_TINDAKAN YANG DIPERLUKAN_
1. Salinlah secara persis bagian kutipan terpilih mulai dari "Adit (5 tahun)" sampai dengan "keluarga termasuk anak-anak.".
2. Menurut kutipan terpilih, berapa lama rata-rata anak usia sekolah dasar menonton televisi setiap minggu?

_KUTIPAN TERPILIH_
- - - -

Adit (5 tahun) asyik menonton film kartun yang ditayangkan sebuah stasiun televisi. Ketika si "jagoan" di film itu berhasil memukul lawannya sampai terkapar, balita itu bersorak senang, sementara pengasuh yang mendampinginya, sibuk menulis layanan pesan singkat (sms).
Setiap hari berbagai stasiun televisi menanyangkan film dan sinetron yang penuh dengan adegan kekerasan dan mistik, juga liputan bencana alam, kerusuhan, aksi teroris, penculikan, kriminalitas atau kejahatan mengerikan yang ditonton oleh keluarga termasuk anak-anak.
Hasil kajian Yayasan Kesejahteraan Anak Indonesia, misalnya mencatat, rata-rata anak usia sekolah dasar menonton televisi antara 30-35 jam setiap minggu.

- - - -

_DATA MENTAH_
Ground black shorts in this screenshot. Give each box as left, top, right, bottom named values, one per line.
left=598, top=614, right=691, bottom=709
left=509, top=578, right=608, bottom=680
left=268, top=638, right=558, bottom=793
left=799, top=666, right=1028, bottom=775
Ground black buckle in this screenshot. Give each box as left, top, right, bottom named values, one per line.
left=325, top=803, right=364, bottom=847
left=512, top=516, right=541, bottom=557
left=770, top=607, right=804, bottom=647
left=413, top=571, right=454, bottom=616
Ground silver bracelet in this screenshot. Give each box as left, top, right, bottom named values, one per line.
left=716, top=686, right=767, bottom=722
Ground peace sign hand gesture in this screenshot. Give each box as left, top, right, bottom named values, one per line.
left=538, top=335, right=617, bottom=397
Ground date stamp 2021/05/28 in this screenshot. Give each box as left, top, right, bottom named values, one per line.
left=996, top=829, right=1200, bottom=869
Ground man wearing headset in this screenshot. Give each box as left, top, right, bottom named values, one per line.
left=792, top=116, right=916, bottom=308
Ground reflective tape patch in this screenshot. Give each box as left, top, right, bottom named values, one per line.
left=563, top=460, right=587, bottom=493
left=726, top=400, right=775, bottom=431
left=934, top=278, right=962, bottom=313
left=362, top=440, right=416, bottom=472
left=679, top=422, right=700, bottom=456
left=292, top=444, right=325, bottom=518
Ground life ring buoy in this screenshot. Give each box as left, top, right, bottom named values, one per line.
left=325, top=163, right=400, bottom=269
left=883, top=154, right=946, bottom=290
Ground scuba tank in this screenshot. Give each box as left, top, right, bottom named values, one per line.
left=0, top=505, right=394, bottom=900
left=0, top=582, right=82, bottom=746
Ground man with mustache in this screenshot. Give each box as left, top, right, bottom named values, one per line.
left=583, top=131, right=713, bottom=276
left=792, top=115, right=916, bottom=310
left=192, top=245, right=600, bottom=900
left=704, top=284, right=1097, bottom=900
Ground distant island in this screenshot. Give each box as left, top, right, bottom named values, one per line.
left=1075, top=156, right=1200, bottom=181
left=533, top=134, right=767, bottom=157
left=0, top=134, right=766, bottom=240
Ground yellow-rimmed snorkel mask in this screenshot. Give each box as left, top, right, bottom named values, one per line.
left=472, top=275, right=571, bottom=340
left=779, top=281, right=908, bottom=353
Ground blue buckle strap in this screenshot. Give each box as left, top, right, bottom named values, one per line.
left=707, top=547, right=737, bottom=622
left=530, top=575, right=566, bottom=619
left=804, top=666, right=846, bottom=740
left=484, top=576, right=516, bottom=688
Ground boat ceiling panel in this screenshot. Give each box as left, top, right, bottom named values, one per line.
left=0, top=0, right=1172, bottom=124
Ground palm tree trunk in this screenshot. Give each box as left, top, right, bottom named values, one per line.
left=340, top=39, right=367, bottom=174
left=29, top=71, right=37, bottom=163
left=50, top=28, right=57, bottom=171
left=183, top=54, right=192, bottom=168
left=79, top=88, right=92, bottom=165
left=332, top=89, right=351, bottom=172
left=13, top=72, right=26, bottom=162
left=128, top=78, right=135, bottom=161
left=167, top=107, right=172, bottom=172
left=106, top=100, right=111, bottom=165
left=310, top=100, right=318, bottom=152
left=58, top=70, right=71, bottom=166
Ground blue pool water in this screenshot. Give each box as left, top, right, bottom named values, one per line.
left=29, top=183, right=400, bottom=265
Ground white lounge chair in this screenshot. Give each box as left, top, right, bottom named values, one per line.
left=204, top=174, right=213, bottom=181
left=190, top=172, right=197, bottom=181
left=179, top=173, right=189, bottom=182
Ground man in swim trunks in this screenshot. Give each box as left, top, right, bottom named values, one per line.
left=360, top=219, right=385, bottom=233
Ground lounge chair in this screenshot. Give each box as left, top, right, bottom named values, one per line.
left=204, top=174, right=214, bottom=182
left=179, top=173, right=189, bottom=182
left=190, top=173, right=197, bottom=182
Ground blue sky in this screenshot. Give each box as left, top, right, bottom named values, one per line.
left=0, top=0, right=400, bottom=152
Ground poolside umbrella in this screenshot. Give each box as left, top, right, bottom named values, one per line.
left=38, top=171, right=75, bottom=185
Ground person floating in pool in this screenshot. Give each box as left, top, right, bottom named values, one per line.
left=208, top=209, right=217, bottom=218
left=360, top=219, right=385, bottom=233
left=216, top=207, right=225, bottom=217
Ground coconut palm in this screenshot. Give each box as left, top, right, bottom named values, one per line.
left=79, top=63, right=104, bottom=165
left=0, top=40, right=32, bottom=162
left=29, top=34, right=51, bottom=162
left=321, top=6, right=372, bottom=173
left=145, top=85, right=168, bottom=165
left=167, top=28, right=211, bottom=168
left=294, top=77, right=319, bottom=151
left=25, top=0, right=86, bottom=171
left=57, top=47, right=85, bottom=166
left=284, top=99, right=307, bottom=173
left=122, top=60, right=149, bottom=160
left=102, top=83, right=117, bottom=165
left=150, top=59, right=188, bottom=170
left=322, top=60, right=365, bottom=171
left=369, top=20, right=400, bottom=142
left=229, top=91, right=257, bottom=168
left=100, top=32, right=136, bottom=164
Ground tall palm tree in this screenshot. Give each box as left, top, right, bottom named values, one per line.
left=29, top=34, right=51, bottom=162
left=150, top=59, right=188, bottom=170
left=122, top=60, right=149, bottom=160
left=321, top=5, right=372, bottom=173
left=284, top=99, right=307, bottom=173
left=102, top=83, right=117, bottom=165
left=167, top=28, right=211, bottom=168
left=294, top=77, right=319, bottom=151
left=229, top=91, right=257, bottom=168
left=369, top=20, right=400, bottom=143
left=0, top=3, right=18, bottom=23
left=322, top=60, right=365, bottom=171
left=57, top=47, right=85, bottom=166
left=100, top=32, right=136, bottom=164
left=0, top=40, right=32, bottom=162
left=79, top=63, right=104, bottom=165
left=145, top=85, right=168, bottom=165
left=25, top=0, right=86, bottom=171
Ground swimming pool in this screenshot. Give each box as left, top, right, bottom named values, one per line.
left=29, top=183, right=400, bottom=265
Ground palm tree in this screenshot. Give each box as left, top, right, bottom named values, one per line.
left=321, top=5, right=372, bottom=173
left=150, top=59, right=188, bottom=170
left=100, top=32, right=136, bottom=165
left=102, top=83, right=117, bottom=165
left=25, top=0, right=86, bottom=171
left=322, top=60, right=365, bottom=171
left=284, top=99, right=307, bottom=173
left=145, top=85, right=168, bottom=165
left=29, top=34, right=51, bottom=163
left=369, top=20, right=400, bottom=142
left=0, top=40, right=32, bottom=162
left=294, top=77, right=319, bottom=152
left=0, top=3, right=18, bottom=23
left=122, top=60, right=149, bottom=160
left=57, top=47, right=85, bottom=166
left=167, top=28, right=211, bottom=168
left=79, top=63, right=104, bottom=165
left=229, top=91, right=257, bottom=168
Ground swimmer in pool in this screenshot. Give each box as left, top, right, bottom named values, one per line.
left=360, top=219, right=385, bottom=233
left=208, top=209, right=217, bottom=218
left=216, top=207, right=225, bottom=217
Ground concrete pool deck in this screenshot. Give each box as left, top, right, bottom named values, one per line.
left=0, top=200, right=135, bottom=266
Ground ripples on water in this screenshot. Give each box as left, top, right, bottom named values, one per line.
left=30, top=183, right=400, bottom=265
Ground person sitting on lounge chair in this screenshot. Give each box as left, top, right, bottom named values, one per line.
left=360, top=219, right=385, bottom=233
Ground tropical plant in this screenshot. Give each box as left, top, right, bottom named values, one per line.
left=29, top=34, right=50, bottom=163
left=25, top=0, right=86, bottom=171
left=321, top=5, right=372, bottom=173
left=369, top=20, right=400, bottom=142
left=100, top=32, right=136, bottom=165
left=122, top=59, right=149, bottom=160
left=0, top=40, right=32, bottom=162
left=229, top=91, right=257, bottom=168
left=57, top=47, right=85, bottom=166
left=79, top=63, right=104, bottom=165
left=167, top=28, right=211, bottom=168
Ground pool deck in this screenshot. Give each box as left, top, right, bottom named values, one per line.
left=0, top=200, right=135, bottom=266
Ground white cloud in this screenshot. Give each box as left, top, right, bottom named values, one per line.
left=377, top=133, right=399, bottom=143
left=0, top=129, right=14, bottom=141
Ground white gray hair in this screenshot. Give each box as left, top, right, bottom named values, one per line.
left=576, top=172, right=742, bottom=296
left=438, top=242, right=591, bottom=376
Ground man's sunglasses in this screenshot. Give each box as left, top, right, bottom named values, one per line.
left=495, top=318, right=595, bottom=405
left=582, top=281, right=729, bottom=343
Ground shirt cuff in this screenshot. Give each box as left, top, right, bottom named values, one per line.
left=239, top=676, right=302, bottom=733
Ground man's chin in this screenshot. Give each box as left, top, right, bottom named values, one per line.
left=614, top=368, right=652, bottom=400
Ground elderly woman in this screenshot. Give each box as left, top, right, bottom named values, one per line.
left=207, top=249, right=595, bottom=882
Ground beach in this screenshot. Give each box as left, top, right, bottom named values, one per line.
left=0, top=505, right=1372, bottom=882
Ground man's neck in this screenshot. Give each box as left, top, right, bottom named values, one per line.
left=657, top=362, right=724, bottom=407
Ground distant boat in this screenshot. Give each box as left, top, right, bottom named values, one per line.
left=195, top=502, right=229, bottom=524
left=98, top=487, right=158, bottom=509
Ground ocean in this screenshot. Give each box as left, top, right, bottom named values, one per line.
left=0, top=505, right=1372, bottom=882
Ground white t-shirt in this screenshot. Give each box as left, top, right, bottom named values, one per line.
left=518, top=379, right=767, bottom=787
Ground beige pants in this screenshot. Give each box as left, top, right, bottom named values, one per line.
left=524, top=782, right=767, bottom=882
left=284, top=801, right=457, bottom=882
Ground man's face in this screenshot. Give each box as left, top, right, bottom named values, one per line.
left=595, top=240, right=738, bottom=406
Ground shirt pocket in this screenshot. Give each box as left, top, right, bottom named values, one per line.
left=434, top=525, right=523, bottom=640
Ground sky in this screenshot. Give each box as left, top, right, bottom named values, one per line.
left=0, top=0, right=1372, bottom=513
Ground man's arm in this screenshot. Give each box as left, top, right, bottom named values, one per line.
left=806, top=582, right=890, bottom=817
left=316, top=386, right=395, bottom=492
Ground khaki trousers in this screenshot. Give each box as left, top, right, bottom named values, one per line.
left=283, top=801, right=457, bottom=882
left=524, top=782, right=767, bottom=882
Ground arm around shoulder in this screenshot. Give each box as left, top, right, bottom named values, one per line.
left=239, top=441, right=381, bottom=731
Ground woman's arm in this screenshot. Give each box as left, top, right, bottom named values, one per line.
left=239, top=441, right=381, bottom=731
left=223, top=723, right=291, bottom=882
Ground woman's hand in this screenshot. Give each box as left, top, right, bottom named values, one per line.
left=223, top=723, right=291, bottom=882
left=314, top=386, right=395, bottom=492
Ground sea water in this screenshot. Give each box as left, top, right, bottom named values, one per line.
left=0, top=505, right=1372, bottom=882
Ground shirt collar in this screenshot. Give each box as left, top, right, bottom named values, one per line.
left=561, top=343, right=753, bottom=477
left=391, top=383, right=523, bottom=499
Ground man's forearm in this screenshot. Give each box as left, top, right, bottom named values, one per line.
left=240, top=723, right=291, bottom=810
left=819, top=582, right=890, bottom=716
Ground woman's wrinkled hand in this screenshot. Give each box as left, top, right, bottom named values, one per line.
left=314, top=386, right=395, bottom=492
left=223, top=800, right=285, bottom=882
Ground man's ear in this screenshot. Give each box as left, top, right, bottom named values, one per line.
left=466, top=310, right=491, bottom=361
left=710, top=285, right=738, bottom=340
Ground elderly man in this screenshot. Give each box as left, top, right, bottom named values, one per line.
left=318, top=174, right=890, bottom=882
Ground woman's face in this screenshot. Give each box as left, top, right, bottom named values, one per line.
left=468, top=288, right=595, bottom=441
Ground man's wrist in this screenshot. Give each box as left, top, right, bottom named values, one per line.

- - - -

_JAWABAN PER TUGAS_
1.
Adit (5 tahun) asyik menonton film kartun yang ditayangkan sebuah stasiun televisi. Ketika si "jagoan" di film itu berhasil memukul lawannya sampai terkapar, balita itu bersorak senang, sementara pengasuh yang mendampinginya, sibuk menulis layanan pesan singkat (sms).
Setiap hari berbagai stasiun televisi menanyangkan film dan sinetron yang penuh dengan adegan kekerasan dan mistik, juga liputan bencana alam, kerusuhan, aksi teroris, penculikan, kriminalitas atau kejahatan mengerikan yang ditonton oleh keluarga termasuk anak-anak.

2. Antara 30-35 jam setiap minggu.